Given problem:
Format every line of the entries below as a Markdown table with two columns, Row for the row number and Line for the line itself, leaving out blank lines.

————————

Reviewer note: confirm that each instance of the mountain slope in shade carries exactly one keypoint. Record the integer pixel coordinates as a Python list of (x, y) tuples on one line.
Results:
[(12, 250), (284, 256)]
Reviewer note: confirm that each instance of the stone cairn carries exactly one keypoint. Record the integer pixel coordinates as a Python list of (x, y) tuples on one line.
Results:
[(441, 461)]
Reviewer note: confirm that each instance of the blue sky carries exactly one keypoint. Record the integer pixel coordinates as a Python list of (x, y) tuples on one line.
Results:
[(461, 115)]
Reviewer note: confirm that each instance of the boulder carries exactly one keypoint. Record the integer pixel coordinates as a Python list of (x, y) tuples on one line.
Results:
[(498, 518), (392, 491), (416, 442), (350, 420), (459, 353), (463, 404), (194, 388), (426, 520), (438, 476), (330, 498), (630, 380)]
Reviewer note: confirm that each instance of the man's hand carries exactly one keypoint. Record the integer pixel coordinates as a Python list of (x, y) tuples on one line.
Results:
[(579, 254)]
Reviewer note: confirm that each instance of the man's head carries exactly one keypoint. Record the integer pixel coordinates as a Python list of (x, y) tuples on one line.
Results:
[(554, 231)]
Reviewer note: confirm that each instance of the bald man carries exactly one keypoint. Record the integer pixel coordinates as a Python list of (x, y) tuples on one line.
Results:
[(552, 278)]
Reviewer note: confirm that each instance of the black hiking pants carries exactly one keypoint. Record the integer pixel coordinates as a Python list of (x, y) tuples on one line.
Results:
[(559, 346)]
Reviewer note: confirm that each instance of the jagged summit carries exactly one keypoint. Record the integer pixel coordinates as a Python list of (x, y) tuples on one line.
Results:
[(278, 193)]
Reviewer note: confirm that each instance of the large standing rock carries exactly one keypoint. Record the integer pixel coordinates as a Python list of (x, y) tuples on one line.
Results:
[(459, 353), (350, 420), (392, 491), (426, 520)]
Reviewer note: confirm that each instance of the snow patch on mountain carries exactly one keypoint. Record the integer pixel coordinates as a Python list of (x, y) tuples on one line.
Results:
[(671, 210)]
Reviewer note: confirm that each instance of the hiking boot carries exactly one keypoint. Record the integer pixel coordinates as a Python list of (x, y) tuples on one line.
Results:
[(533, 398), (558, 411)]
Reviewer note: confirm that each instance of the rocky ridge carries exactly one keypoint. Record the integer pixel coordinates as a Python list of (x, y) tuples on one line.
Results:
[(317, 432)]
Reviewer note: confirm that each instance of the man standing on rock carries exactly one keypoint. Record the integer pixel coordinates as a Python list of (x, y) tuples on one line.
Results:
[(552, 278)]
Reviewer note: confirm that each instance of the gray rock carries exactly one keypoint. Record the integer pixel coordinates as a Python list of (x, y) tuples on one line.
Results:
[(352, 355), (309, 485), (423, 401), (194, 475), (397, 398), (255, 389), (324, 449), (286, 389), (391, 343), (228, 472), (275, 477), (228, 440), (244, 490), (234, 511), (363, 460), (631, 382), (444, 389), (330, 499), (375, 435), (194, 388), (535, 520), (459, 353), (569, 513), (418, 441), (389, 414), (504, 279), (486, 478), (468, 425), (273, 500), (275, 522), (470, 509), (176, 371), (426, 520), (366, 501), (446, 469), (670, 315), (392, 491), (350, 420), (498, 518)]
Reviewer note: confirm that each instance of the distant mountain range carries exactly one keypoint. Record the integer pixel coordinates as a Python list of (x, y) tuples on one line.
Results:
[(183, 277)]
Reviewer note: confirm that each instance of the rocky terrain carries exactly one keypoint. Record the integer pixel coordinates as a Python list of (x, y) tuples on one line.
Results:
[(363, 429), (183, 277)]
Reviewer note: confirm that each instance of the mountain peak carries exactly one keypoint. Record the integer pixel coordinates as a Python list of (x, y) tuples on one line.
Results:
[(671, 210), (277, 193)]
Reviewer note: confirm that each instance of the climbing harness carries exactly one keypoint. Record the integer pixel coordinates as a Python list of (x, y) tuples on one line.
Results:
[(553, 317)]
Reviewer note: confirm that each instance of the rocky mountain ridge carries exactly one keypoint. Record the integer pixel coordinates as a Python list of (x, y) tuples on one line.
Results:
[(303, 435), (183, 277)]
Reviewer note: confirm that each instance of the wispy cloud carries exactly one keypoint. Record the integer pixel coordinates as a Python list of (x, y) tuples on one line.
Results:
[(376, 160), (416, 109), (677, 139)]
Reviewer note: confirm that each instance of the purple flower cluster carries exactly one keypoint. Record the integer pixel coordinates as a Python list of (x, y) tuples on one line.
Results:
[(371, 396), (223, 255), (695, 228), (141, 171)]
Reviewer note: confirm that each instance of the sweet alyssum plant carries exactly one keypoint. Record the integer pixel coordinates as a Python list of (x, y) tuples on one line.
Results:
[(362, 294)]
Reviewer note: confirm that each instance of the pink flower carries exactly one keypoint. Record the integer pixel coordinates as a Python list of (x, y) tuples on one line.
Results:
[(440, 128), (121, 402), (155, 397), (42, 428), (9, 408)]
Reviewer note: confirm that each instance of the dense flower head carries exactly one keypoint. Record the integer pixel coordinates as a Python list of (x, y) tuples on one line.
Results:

————————

Response to the exercise:
| Row | Line |
|---|---|
| 1 | Reviewer note: confirm that each instance of the mountain slope in shade carries exactly one keypoint. Record the integer pixel coordinates as a Python list of (x, y) tuples on one line. |
| 2 | Results: |
| 3 | [(12, 250), (284, 256)] |
| 4 | Reviewer note: confirm that each instance of the stone cairn carries exactly one keypoint. Record the integer pixel coordinates as a Python list of (x, y) tuples on one line. |
| 5 | Results: |
| 6 | [(441, 461)] |
| 7 | Reviewer note: confirm that each instance of the blue sky carries exactly one keypoint. Record the integer pixel coordinates as a Python list of (x, y) tuples on one line. |
| 8 | Results: |
| 9 | [(461, 115)] |
| 10 | Reviewer note: confirm that each instance of the boulder carries exactly one keypoint. Record the integer pixel coordinates as a Python list of (x, y) tuples on one line. |
| 11 | Results: |
| 12 | [(498, 518), (392, 491), (416, 442), (350, 420), (459, 353), (463, 404), (194, 388), (426, 520), (438, 476), (330, 498), (630, 380)] |
| 13 | Reviewer note: confirm that each instance of the man's hand carries exactly one keypoint. Record the integer pixel coordinates as a Python list of (x, y) tuples on one line. |
| 14 | Results: |
| 15 | [(579, 254)] |
| 16 | Reviewer note: confirm that each instance of the man's head carries exactly one keypoint. Record the integer pixel coordinates as a Python list of (x, y) tuples on one line. |
| 17 | Results: |
| 18 | [(554, 231)] |
| 19 | Reviewer note: confirm that each instance of the bald man carries exactly one keypoint. Record the integer pixel coordinates as a Python list of (x, y) tuples on one line. |
| 20 | Results: |
| 21 | [(552, 278)] |
| 22 | Reviewer note: confirm that each instance of the black hiking pants carries exactly one keypoint. Record the integer pixel coordinates as a Python list of (x, y) tuples on one line. |
| 23 | Results: |
| 24 | [(559, 346)] |
| 25 | Reviewer note: confirm that each instance of the jagged summit carries exactly one keypoint. Record the integer pixel coordinates as a Python list of (x, y) tuples on one line. |
| 26 | Results: |
| 27 | [(278, 193)] |
| 28 | Reviewer note: confirm that each instance of the large standing rock carries exactly one keypoint. Record the integer pixel coordinates as a Python list of (x, y) tuples on one line. |
| 29 | Results: |
| 30 | [(459, 353), (350, 420), (392, 491), (426, 520)] |
| 31 | Reviewer note: confirm that each instance of the snow patch on mountain carries exactly one keypoint. Record the integer pixel coordinates as a Python list of (x, y) tuples on one line. |
| 32 | Results: |
| 33 | [(671, 210)] |
| 34 | Reviewer note: confirm that each instance of the hiking boot carries exactly one keypoint. Record the integer pixel coordinates as a Python list of (x, y) tuples on one line. |
| 35 | Results: |
| 36 | [(533, 398), (558, 411)] |
| 37 | Reviewer note: confirm that each instance of the rocky ridge carries exactly one keypoint. Record the integer pixel coordinates as a Python list of (x, y) tuples on one line. |
| 38 | Results: |
| 39 | [(317, 432)] |
| 40 | Reviewer note: confirm that each instance of the man standing on rock carries exactly one keypoint. Record the integer pixel coordinates as a Python list of (x, y) tuples on one line. |
| 41 | Results: |
| 42 | [(552, 278)] |
| 43 | Reviewer note: confirm that each instance of the gray rock carries exactly one keypoint. Record the integer pixel coordinates as a Python list of (x, y) tuples on one line. |
| 44 | Results: |
| 45 | [(352, 355), (309, 485), (423, 401), (194, 475), (397, 398), (255, 389), (324, 449), (286, 389), (391, 343), (228, 472), (275, 477), (228, 440), (244, 490), (234, 511), (363, 460), (631, 382), (444, 389), (330, 499), (375, 435), (194, 388), (535, 520), (459, 353), (569, 513), (418, 441), (389, 414), (504, 279), (486, 478), (468, 425), (273, 500), (275, 522), (470, 509), (176, 371), (426, 520), (366, 501), (446, 469), (670, 315), (392, 491), (350, 420), (498, 518)] |
| 46 | Reviewer note: confirm that each instance of the distant mountain range carries exactly one keypoint. Record the integer pixel coordinates as a Python list of (x, y) tuples on one line. |
| 47 | Results: |
| 48 | [(183, 277)] |
| 49 | Reviewer note: confirm that each instance of the rocky terrain carries exactly one keypoint. Record the integer pixel coordinates as a Python list of (x, y) tuples on one line. |
| 50 | Results: |
| 51 | [(363, 429), (183, 277)] |
| 52 | Reviewer note: confirm that each instance of the mountain peak carries exactly one keypoint. Record the integer pixel coordinates as a Python list of (x, y) tuples on one line. |
| 53 | Results: |
| 54 | [(671, 210), (277, 193)] |
| 55 | Reviewer note: confirm that each instance of the climbing harness carries exactly one keypoint. Record the integer pixel coordinates as a Python list of (x, y) tuples on one line. |
| 56 | Results: |
| 57 | [(553, 317)] |
| 58 | Reviewer note: confirm that each instance of the rocky mountain ridge carries exactly one keypoint. Record the integer pixel coordinates as a Python list of (x, y) tuples on one line. |
| 59 | Results: |
| 60 | [(303, 435), (183, 277)] |
| 61 | Reviewer note: confirm that each instance of the wispy cloud carries exactly one keypoint. Record the integer pixel coordinates as a Python list of (x, y) tuples on one line. |
| 62 | Results: |
| 63 | [(376, 160), (416, 109), (677, 139)] |
| 64 | Reviewer note: confirm that each instance of the purple flower cluster carries exactly one keypoint. Record the integer pixel coordinates as a Python list of (x, y) tuples on one line. |
| 65 | Results: |
| 66 | [(371, 396), (223, 255), (695, 228), (141, 171)] |
| 67 | Reviewer note: confirm that each instance of the sweet alyssum plant carries exactly one keypoint. Record the integer pixel coordinates as a Python list of (x, y) tuples on one line. |
| 68 | Results: |
| 69 | [(362, 294)] |
| 70 | Reviewer note: confirm that each instance of the pink flower carries exactly one keypoint. Record the integer pixel coordinates as a Python list of (x, y) tuples on one line. |
| 71 | Results: |
| 72 | [(440, 128), (121, 402), (155, 397), (42, 428), (9, 408)] |
| 73 | Reviewer note: confirm that each instance of the dense flower head carries exactly one keypoint. Record the integer pixel coordinates as a Python list of (x, y) tuples on one line. |
| 74 | Results: |